__Document passage__
So, the question is, what do you do once you can process, once your mind is in a place to listen and consider ALL the facts, not just the ones your mind latched on to, often due to past situations and not the present one?
Here is a quick list, off the top of my head, of what you might consider. I am only the expert of my own experience (if that), so don’t consider it official:
- Do you want to know the truth?
- Are you convinced you know the truth?
- Do you care if you hurt others by not accepting the truth?
- Do you know that you are not hurting yourself by not being open to the truth?
Everyone gets to chose for themselves. Some will care, and some will not. Those who don’t will not be free.
My father, though he will likely never admit it, is a sad example of not admitting the truth.
On the contrary, my mother could tell you that freedom can come, even after a long time and many mistakes, ignoring many warning signs from your children.
My wife, I believe, is making progress towards understand some of her mistakes. It’s taken longer than was good for me, our kids, my siblings, and her (and those around us). But, she is now in the process of making amends for her mistakes. I know that is tough. I made her start with my brother, who couldn’t even come spend Christmas at his mother’s house with my family because of my wife’s inability to accept what she had done wrong. She’s also done the same for my sister, namely to apologize for dismissing the abuse my sister had suffered. She will be making more amends, and she wants to, now that she is seeing her mistakes of many years, no matter how cloaked in a Pollyannish smile and temperament.

__Exercise tasks__
1/ From the passage on accepting the truth, return everything from "My wife, I believe, is" down to "smile and temperament.".
2/ In the passage on accepting the truth, to whom did the writer make his wife apologize first?
3/ Decide whether each statement agrees with the passage on accepting the truth. Answer yes or no, and quote the words that settle it.
(a) The writer expects his father to admit the truth eventually.
(b) The writer's brother could not spend Christmas at his mother's house with the writer's family.
(c) The writer presents his list as official.

__Extracted entries__
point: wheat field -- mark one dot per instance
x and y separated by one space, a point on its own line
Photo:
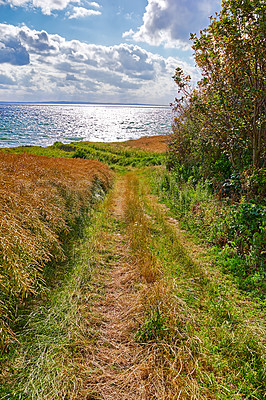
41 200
--
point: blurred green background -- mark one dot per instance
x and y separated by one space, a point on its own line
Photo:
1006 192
---
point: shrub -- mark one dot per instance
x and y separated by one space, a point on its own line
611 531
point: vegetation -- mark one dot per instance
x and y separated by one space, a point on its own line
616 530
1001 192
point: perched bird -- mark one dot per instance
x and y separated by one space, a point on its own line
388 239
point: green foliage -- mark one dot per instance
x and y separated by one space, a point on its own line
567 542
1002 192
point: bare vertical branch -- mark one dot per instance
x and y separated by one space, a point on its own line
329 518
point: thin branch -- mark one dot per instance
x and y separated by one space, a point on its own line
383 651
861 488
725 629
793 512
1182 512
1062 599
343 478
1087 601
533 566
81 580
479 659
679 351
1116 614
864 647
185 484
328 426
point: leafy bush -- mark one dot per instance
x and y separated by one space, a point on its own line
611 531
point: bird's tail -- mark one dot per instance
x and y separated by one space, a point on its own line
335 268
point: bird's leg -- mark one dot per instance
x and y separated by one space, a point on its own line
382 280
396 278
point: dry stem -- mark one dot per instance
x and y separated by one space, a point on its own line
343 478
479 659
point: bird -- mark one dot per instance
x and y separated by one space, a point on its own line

__List of solutions__
1/
My wife, I believe, is making progress towards understand some of her mistakes. It’s taken longer than was good for me, our kids, my siblings, and her (and those around us). But, she is now in the process of making amends for her mistakes. I know that is tough. I made her start with my brother, who couldn’t even come spend Christmas at his mother’s house with my family because of my wife’s inability to accept what she had done wrong. She’s also done the same for my sister, namely to apologize for dismissing the abuse my sister had suffered. She will be making more amends, and she wants to, now that she is seeing her mistakes of many years, no matter how cloaked in a Pollyannish smile and temperament.

2/ His brother.

3/
(a) No: "though he will likely never admit it"
(b) Yes: "who couldn’t even come spend Christmas at his mother’s house with my family"
(c) No: "so don’t consider it official"